▶ _TASK 1_
Write out the rows from their start through the line containing "box: [302, 358, 368, 453]", both ends included, and leave the pictures out.

Rant about people ranting about Wayland
@jzb the problem is not Wayland, just like it is not systemd. The problem is trying to force people to adopt it or die.
I have use cases that are inimical to the fundamental assumptions Wayland has, and pretty much no 3D-accelerated hardware across my machine park, so it’s never going to be an option for me. So don’t make me "use it or die". Just keep X11 working and we’re good.
@mirabilos @jzb You can run most if not all Wayland compositors without 3D acceleration provided your Linux kernel is new enough to provide SimpleDRM. But, given your profile picture maybe you don't use Linux?
You've entirely missed the point, or built a strawman here. Problem isn't (lack of) 3D acceleration, but that the whole conceptual design of Wayland has been broken from day 0. People were pointing out the shortcomings all the time and mostly ignored.
Wayland's design breaks things.
Certain applications, like KiCAD will not support Wayland anytime soon, because it breaks the way KiCAD cooperates with window managers.
In Wayland-land there's no such cooperation.
@datenwolf @newbyte @mirabilos @jzb I have used KiCad and created projects in it under Wayland with no troubles whatsoever.
You know that Xwayland exists and isn't going anywhere, right? It's not some temporary glue to ease the migration, it's the main still maintained X11 implementation these days and it's here to stay.
Also Xwayland… yay, let's just glue some broken thing (Xorg implementation of X11) to another broken thing (the Wayland protocol.

▶ _GIVEN DATA_

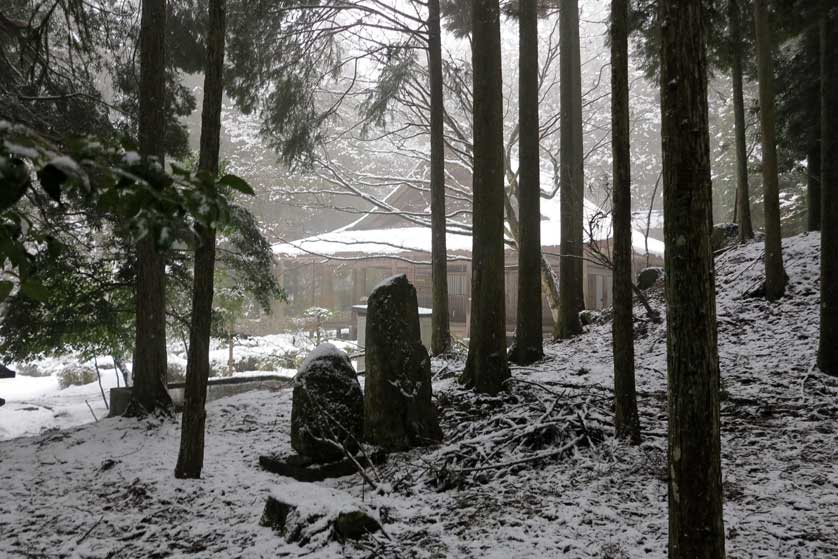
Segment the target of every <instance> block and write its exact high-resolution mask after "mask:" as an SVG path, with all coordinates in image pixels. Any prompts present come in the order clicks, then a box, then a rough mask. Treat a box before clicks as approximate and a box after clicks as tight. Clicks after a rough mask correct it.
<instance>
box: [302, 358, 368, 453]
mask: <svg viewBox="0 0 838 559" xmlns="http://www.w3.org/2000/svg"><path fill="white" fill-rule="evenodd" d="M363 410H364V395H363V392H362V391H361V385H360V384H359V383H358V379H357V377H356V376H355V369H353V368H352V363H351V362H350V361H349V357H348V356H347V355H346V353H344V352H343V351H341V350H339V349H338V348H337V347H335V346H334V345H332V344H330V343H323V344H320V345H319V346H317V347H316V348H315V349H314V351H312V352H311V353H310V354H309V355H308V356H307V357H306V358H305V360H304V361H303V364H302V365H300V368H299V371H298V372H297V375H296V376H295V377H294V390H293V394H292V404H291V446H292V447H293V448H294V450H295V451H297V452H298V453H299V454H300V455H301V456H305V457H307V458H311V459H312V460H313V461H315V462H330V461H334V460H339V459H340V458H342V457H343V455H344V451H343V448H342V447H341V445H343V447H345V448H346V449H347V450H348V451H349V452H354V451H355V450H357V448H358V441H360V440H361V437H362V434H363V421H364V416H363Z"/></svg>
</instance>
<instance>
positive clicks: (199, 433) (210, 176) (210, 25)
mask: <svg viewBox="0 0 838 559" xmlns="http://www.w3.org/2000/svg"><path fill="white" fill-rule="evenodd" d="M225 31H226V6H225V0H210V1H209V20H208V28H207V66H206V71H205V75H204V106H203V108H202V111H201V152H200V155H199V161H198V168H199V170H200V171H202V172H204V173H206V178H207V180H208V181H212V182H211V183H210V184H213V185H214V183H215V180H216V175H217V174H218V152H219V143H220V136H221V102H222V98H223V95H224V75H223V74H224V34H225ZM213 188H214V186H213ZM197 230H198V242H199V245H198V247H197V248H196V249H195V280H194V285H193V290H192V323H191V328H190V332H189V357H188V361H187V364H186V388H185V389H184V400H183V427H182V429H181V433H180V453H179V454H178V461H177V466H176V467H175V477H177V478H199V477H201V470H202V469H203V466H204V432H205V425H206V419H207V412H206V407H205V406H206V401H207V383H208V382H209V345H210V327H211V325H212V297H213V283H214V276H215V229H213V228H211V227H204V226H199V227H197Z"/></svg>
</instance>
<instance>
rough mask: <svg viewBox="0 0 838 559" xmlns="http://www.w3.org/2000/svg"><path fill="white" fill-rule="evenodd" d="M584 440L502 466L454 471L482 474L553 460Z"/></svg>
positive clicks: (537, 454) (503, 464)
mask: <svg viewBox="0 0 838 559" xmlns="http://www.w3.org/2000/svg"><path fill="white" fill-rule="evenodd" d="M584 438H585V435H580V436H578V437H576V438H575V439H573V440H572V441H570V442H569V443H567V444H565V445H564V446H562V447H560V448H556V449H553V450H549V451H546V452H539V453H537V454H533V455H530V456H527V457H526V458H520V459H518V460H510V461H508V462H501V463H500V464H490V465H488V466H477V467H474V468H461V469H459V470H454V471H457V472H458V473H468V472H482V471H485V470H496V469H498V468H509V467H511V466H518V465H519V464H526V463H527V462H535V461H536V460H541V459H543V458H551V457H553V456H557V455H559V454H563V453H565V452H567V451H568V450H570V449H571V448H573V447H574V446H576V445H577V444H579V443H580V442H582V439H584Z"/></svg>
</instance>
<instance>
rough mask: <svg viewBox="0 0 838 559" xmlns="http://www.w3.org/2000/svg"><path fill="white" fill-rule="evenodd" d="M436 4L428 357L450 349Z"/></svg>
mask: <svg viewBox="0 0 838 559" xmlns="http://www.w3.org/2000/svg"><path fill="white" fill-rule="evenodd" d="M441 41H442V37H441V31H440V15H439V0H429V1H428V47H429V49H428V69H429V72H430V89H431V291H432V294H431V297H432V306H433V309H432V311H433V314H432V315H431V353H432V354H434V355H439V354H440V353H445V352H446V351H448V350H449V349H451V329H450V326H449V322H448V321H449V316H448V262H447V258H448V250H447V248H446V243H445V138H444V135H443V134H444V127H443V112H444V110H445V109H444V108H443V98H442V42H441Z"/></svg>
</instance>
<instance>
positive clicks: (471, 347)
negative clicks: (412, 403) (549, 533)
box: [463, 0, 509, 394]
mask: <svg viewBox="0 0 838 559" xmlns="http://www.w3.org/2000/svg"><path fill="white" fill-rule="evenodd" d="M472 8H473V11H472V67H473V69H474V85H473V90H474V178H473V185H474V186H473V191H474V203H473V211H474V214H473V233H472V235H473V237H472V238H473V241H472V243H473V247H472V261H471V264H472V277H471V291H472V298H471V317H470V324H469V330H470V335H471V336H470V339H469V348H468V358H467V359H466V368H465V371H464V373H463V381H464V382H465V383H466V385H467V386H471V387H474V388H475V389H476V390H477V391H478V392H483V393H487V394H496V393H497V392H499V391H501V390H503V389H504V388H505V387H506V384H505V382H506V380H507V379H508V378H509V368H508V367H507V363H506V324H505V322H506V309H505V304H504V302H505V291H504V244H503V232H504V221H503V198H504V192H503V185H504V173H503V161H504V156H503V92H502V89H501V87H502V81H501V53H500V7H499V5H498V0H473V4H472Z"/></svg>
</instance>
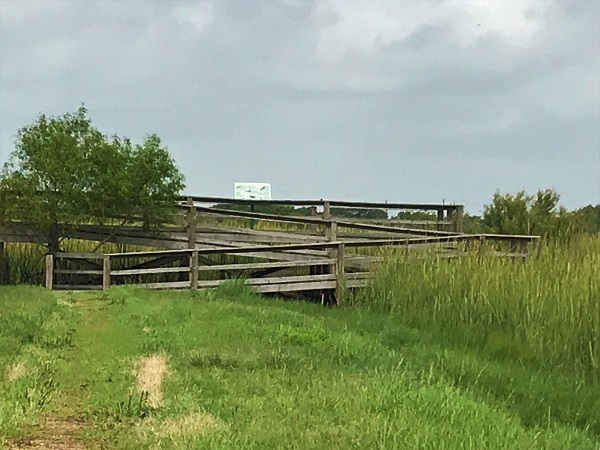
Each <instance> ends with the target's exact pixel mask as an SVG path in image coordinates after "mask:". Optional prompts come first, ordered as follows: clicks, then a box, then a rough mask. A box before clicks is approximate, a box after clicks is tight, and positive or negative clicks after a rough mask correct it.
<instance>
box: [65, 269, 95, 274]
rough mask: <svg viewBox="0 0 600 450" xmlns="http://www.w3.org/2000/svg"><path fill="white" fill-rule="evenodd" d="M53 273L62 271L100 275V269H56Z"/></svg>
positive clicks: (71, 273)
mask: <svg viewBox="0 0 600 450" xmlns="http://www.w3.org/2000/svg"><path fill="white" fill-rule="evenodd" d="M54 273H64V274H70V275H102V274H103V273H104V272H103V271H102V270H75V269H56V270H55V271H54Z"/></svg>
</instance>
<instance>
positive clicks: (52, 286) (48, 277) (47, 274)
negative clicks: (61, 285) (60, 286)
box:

▶ _TASK 2_
Answer these questions from the Wayland thread above, one line each:
(a) Which application is said to be unlikely to support Wayland anytime soon?
(b) What must a new enough Linux kernel provide for Wayland compositors to run without 3D acceleration?
(c) What does the thread call Xwayland these days?

▶ _FINAL ANSWER 1_
Segment the target of every <instance> block and write its exact high-resolution mask after "mask:" as an SVG path, with all coordinates in image pixels. Any prompts present come in the order clicks, then a box, then a rough mask. Treat a box before clicks as approximate and a box after clicks as tight. Clicks after a rough mask correct it.
<instance>
box: [302, 358, 368, 453]

▶ _FINAL ANSWER 2_
(a) KiCAD
(b) SimpleDRM
(c) The main still maintained X11 implementation